● Task statement: Each line from the one with "# provide the" through the last line of the material is to be printed exactly; no other line and no picture belongs in the copy.

---

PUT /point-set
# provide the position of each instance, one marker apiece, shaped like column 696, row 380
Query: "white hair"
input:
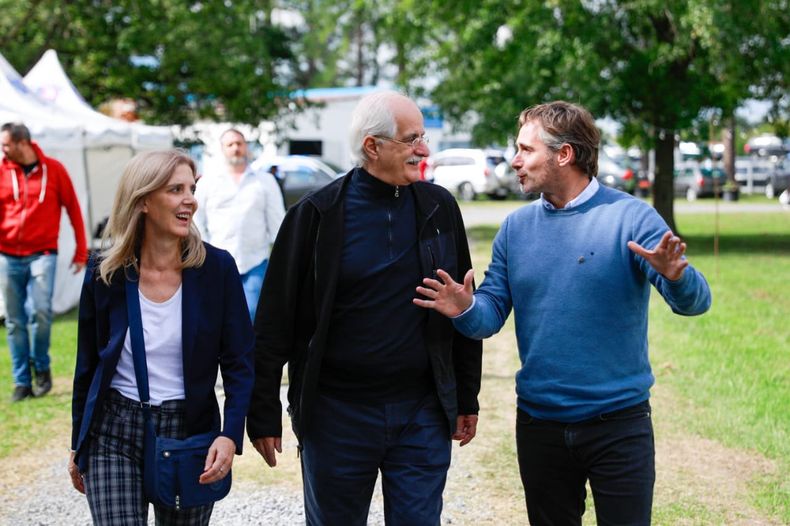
column 372, row 116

---

● Task output:
# provide the position of each instance, one marker apiece, shaped like column 696, row 380
Query: "white hair"
input:
column 372, row 116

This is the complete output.